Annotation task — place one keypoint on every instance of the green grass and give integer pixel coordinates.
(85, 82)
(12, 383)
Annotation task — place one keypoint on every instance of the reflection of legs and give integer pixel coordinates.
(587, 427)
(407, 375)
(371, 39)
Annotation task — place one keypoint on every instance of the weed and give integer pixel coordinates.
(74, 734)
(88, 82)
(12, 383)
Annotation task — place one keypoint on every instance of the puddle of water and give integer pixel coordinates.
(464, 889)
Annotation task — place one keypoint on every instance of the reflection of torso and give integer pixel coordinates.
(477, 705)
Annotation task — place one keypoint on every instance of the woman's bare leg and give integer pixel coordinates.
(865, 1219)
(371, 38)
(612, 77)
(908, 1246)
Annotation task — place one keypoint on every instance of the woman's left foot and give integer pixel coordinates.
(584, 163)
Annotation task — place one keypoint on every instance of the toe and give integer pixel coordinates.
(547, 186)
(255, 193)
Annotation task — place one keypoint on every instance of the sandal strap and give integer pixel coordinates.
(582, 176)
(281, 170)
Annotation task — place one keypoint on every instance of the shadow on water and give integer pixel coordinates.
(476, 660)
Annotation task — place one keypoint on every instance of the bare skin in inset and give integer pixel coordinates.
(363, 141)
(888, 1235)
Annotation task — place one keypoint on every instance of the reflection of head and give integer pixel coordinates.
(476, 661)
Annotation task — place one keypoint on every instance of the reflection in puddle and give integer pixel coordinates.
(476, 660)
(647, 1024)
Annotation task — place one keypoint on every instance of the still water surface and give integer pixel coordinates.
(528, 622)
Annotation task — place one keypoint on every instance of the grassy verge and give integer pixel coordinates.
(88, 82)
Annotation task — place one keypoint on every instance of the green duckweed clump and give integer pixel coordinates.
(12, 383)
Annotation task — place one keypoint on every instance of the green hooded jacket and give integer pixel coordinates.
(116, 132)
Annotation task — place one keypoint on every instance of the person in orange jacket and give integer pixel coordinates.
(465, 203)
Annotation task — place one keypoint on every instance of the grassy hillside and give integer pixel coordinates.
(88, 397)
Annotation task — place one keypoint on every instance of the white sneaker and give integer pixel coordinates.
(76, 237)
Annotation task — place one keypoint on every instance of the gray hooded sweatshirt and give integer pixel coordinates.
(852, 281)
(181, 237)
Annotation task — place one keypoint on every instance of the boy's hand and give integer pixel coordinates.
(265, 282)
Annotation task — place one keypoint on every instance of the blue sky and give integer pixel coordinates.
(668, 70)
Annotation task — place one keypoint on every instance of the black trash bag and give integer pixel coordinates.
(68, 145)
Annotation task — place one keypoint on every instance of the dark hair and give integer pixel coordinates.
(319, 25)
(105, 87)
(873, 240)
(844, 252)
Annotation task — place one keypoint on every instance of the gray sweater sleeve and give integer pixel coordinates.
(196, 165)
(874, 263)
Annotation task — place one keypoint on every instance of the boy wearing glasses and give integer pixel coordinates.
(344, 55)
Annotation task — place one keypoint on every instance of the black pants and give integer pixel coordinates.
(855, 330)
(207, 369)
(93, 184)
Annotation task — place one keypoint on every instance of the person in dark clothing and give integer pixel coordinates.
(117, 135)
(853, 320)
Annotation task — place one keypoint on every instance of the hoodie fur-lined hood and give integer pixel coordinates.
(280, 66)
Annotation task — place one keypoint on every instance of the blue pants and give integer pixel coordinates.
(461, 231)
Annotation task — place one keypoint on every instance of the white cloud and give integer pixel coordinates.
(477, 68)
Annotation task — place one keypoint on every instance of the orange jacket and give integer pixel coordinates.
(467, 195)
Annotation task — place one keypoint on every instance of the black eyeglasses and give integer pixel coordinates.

◆ Task objective:
Take every line from the one containing "hair and give integer pixel coordinates." to the end of the listing and output it exactly, with nothing else.

◆ Complete answer:
Annotation task — place one keypoint on every instance of the dark hair and give integer pixel coordinates.
(319, 25)
(105, 87)
(873, 240)
(844, 252)
Annotation task — place one keypoint on every instance of the gray sweater sleeve and give integer pixel coordinates.
(196, 165)
(874, 263)
Annotation task — place one keypoint on every instance of the boy wearing glasses and give integer pixel coordinates.
(344, 55)
Annotation task — place one keypoint on every instance of the black pants and give integer pixel coordinates.
(855, 330)
(207, 369)
(93, 184)
Annotation task — place one keypoint on every instance of the person in dark clothing and give integer pixel coordinates.
(117, 135)
(853, 320)
Annotation task — place one keypoint on every instance of the hoodie fur-lined hood and give integer pixel coordinates.
(280, 66)
Annotation task — place one keypoint on every instance of the blue pants and give integer pixel coordinates.
(461, 231)
Annotation task — place one keypoint on every instance of the white cloud and give integer pixel coordinates.
(477, 68)
Annotation task — place one keypoint on every instance of the orange jacket and give integer pixel coordinates.
(467, 195)
Annotation task — place one keypoint on every instance of the black eyeglasses and give integer pixel coordinates.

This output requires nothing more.